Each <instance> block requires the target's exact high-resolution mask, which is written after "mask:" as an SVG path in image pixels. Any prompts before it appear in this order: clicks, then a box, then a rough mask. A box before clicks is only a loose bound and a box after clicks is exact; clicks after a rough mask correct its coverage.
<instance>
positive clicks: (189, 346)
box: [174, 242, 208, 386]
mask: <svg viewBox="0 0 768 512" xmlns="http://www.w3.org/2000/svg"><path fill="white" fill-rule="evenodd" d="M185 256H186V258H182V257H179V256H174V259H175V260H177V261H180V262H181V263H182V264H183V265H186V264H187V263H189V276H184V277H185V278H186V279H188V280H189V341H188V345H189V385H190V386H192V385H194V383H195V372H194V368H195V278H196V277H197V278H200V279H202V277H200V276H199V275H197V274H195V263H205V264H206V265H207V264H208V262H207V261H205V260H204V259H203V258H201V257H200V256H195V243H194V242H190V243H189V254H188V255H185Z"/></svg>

▸ **Goal of the exercise**
Convert the lines of the records above into a numbered list, leaving out any blank lines.

▸ **Output for this task**
1. Each <instance> block requires the target's exact high-resolution mask, which is written after "mask:" as an SVG path in image pixels. Any prompts before it appear in this order: clicks, then a box, then a rough mask. A box before clicks is only a loose bound and a box after clicks is exact; clicks after a rough mask correct its coverage.
2. <instance>
3. positive clicks: (189, 346)
4. box: [174, 242, 208, 386]
5. mask: <svg viewBox="0 0 768 512" xmlns="http://www.w3.org/2000/svg"><path fill="white" fill-rule="evenodd" d="M185 256H186V258H182V257H179V256H174V259H175V260H177V261H180V262H181V263H182V264H183V265H186V264H187V263H189V276H184V277H185V278H186V279H188V280H189V341H188V345H189V385H190V386H192V385H194V383H195V372H194V368H195V278H196V277H197V278H200V279H202V277H200V276H199V275H197V274H195V263H205V264H206V265H207V264H208V262H207V261H205V260H204V259H203V258H201V257H200V256H195V243H194V242H190V243H189V254H188V255H185Z"/></svg>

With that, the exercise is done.